--- Your task ---
Reproduce exactly the line in which "mermaid's face | locate" occurs and all the lines after it, ending with the last line.

--- Extracted data ---

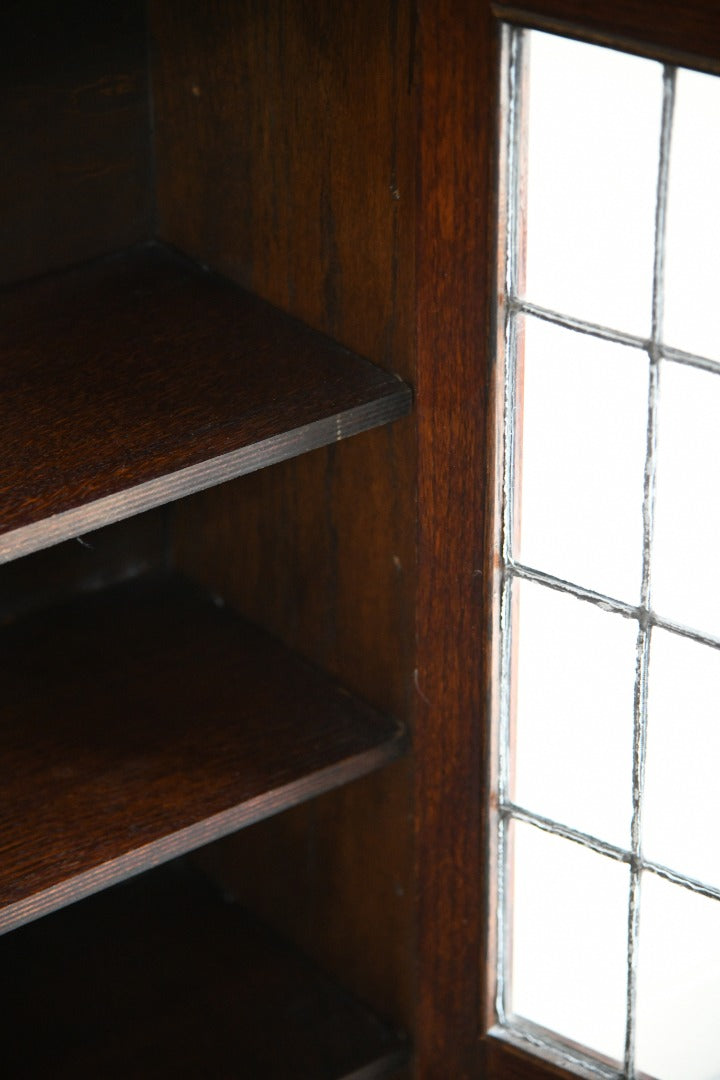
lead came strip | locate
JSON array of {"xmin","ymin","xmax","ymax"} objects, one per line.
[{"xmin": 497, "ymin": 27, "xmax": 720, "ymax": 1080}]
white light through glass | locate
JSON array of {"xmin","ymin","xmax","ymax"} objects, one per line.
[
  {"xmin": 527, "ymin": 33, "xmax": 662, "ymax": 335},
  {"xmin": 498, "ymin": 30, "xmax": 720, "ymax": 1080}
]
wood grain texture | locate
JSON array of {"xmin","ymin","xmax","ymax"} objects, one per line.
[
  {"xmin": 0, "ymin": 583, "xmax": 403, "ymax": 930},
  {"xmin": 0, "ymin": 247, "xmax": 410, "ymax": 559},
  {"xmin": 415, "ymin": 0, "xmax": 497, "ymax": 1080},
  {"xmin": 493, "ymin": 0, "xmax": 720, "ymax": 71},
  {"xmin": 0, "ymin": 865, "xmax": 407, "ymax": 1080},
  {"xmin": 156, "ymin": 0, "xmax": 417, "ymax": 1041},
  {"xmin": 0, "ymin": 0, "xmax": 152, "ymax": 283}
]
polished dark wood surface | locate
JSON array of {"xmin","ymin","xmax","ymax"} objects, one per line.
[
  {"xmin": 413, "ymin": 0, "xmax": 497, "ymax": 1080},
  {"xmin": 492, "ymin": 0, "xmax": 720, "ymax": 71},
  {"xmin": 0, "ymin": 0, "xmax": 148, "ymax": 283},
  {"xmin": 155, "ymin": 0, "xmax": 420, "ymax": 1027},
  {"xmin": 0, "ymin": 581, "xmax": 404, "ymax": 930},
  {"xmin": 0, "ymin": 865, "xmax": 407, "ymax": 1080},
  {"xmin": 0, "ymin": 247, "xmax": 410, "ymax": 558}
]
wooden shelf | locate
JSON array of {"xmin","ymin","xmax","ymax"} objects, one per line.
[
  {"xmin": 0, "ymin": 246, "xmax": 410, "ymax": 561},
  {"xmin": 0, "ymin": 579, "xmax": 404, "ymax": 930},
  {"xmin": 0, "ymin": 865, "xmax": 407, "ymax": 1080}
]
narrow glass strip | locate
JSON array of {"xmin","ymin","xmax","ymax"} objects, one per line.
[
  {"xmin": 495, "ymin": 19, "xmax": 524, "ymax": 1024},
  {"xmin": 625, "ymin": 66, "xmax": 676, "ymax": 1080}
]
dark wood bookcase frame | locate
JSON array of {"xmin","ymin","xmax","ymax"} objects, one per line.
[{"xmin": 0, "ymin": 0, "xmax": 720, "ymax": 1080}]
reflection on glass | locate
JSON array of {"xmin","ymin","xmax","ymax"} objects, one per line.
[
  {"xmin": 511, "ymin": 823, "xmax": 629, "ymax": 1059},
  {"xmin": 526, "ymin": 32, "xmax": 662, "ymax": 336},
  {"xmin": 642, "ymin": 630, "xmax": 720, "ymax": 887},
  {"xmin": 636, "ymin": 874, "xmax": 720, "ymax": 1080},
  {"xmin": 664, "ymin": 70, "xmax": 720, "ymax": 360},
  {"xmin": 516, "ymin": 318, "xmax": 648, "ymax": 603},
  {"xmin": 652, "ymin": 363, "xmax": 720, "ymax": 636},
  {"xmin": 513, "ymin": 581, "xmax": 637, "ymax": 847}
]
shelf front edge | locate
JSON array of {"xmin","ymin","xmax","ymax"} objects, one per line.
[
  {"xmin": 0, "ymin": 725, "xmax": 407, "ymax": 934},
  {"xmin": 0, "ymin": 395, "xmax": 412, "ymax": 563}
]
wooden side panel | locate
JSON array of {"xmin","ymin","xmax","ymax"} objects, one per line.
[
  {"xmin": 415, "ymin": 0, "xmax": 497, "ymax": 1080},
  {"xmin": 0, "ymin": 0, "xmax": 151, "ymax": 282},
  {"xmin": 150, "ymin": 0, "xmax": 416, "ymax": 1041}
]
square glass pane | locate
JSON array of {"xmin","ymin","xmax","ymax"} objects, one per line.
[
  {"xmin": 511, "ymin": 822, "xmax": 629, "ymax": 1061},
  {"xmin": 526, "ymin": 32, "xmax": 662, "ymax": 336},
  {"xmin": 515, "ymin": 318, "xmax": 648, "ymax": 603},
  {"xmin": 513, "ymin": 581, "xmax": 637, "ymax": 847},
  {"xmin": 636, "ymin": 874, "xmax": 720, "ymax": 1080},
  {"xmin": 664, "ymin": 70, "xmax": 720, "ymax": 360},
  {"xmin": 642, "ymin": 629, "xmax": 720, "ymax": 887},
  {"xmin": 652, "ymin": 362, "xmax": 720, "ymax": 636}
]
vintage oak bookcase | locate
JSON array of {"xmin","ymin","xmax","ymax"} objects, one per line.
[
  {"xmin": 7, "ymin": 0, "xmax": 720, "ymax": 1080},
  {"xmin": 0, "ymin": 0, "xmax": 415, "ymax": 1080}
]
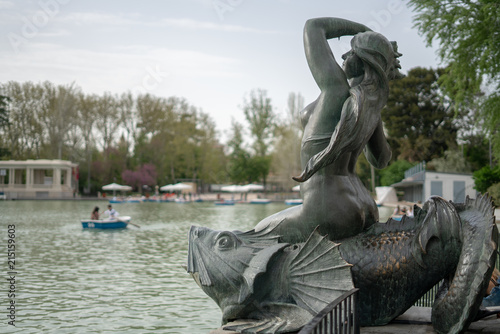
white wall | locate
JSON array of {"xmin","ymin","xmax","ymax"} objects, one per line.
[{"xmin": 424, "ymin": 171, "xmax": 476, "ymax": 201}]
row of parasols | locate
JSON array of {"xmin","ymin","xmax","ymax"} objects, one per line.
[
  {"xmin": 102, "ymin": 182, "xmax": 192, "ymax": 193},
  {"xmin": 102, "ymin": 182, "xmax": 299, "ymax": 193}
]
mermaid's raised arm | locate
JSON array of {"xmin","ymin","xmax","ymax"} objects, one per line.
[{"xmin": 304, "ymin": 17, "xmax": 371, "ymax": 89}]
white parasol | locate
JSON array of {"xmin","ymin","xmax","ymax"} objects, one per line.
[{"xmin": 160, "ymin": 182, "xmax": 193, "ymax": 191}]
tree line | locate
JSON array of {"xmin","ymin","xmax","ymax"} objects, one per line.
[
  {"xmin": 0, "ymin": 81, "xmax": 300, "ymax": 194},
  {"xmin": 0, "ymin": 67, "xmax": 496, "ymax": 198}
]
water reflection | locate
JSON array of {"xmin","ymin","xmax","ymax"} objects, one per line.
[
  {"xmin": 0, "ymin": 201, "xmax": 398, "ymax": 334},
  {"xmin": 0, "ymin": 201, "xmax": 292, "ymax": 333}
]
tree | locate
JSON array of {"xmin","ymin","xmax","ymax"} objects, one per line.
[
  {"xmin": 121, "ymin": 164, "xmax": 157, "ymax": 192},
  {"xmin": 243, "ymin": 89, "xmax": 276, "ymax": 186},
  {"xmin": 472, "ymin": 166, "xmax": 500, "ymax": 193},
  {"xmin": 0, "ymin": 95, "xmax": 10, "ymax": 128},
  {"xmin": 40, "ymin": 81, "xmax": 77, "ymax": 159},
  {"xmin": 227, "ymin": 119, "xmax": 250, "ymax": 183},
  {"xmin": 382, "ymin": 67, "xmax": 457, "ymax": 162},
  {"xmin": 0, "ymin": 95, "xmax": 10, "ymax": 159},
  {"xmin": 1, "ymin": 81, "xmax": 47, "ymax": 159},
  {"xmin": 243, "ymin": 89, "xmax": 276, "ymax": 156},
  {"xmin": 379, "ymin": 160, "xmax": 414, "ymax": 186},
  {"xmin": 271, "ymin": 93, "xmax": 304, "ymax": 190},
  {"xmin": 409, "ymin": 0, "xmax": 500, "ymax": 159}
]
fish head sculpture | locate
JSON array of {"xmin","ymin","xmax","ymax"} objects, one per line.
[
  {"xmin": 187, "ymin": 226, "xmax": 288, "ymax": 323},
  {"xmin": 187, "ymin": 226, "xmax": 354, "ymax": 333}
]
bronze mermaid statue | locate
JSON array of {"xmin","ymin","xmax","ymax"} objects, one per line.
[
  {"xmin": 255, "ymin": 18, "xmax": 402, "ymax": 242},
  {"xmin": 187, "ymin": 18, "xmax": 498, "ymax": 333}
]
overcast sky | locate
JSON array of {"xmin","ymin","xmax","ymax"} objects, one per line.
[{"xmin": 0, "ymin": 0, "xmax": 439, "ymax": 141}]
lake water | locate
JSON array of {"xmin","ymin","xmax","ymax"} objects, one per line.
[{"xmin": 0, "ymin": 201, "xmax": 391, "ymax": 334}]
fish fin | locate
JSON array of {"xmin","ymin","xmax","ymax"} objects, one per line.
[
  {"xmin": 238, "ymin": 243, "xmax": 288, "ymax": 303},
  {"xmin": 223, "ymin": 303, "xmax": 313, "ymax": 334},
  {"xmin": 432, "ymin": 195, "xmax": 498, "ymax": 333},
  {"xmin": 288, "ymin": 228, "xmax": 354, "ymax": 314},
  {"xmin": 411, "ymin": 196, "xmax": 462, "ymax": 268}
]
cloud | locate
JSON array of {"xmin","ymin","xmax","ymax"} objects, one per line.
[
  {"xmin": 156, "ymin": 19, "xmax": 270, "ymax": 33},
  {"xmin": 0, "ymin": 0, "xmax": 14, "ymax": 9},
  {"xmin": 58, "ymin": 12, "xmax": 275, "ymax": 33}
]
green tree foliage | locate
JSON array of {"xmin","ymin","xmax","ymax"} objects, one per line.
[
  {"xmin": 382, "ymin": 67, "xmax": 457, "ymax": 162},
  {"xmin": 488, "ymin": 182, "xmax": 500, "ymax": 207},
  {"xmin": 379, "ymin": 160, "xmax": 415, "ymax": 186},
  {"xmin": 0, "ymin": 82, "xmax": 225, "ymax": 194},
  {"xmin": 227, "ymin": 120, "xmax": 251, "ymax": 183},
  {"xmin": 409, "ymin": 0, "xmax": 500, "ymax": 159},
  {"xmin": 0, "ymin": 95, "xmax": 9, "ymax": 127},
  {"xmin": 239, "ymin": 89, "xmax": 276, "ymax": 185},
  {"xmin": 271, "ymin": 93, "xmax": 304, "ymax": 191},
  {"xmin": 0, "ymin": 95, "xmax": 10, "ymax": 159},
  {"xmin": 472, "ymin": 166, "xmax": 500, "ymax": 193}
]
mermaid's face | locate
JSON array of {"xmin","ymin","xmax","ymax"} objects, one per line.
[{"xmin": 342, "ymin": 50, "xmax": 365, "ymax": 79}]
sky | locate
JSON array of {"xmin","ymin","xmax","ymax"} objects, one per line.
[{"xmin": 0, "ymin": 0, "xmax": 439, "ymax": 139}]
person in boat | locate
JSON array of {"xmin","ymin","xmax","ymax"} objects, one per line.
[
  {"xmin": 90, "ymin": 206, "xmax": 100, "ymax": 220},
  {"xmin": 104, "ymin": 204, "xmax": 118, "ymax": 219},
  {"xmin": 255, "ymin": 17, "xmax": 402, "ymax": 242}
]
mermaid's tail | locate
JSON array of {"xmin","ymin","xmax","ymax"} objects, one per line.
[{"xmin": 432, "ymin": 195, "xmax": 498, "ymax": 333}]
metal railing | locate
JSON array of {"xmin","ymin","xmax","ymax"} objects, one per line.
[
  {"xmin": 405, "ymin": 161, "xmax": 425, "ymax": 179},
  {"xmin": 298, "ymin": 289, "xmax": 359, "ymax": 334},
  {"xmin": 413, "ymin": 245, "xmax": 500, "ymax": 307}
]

--- The result ---
mermaid's face | locate
JSON array of {"xmin","ymin","xmax","ymax"} objects, one per line.
[{"xmin": 342, "ymin": 50, "xmax": 365, "ymax": 79}]
sky | locate
JSON array of {"xmin","ymin","xmax","ymax"} objects, one per line.
[{"xmin": 0, "ymin": 0, "xmax": 439, "ymax": 139}]
person in boat | locate
JSON array of {"xmin","ymin","xmax","ymax"} objects, one per line.
[
  {"xmin": 90, "ymin": 206, "xmax": 100, "ymax": 220},
  {"xmin": 104, "ymin": 204, "xmax": 118, "ymax": 219},
  {"xmin": 255, "ymin": 17, "xmax": 402, "ymax": 242}
]
mermaid's tail | locate
JSON array of {"xmin","ymin","xmax","ymax"} objects, one per line.
[{"xmin": 432, "ymin": 195, "xmax": 498, "ymax": 333}]
metal railing | locate
JSON array of {"xmin","ymin","xmax","ymax"} objects, one per line.
[
  {"xmin": 405, "ymin": 161, "xmax": 425, "ymax": 179},
  {"xmin": 298, "ymin": 289, "xmax": 359, "ymax": 334},
  {"xmin": 413, "ymin": 245, "xmax": 500, "ymax": 307}
]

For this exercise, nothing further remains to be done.